(Goals)
1/ In the boat ramp thread below, why does tjwareusmc say having a buddy along would help at the ramp? Answer in one to three sentences.
2/ Please continue the boat ramp forum thread below from the point where it stops.

(Page excerpt)
# Beach question



## BVANWHY (Sep 24, 2009)

I heard sherman coves boat ramp is not good to launch from cause it drops off and ecems have been pulled off there. I have a 19' bow rider I want to launch and wanna go to ft mccray. Can anyone let me know if there are other ramps around that area to launch from or if the ramp drop off is a real concern? Thanks everyone in advance!


----------



## BVANWHY (Sep 24, 2009)

That's supposed to read axels not ecems


----------



## wld1985 (Oct 2, 2007)

I think I read somewhere that the base was ""closed for a week"" For training and it will be very hard to get on base


----------



## tjwareusmc (Jul 10, 2008)

I do know that there is a sign showing where the ramp drops off. My boat is small so I had no issue but some guys put pretty decent size boats in there. If you have a buddy with you to keep an eye on where your axle is in relation to the sign it should not be an issue. I think it would be the driver's fault if they dropped off the ramp.


----------



## tjwareusmc (Jul 10, 2008)

(Extracted records)
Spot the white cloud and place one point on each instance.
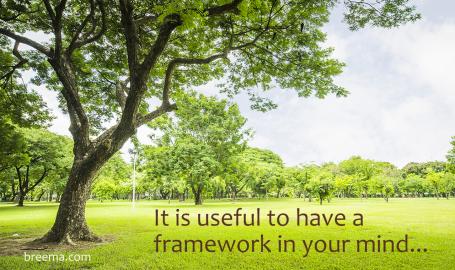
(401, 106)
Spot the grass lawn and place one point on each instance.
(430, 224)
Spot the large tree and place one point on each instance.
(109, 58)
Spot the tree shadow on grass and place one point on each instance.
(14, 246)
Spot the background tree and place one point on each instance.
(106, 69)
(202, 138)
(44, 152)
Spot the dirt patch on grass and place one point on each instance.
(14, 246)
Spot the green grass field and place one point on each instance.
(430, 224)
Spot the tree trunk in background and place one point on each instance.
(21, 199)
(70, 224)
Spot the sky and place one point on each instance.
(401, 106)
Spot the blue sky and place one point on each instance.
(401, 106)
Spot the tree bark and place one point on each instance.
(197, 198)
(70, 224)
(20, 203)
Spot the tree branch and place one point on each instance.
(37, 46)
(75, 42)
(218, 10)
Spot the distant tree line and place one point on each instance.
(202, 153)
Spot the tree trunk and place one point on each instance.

(Task results)
1/ A buddy can keep an eye on where the axle is in relation to the sign that shows where the ramp drops off. With that, tjwareusmc says the drop-off should not be an issue.

2/
wld1985 said:


> I think I read somewhere that the base was ""closed for a week"" For training and it will be very hard to get on base


I think Friday March 23rd is gonna be the day the base is somewhat "closed". They do have a security exercise going on and I will probably stay away next week because I don't feel like having my boat rummaged through by the cops.


----------



## Murphy's Law (Sep 27, 2007)

I've launched a 31'er there with no problems so you should be more than safe with a 19' boat.

Sent from my HTC EVO 4G using Forum Runner


----------



## Trucker (Sep 25, 2008)

You will be just fine launching from there.


----------



## BVANWHY (Sep 24, 2009)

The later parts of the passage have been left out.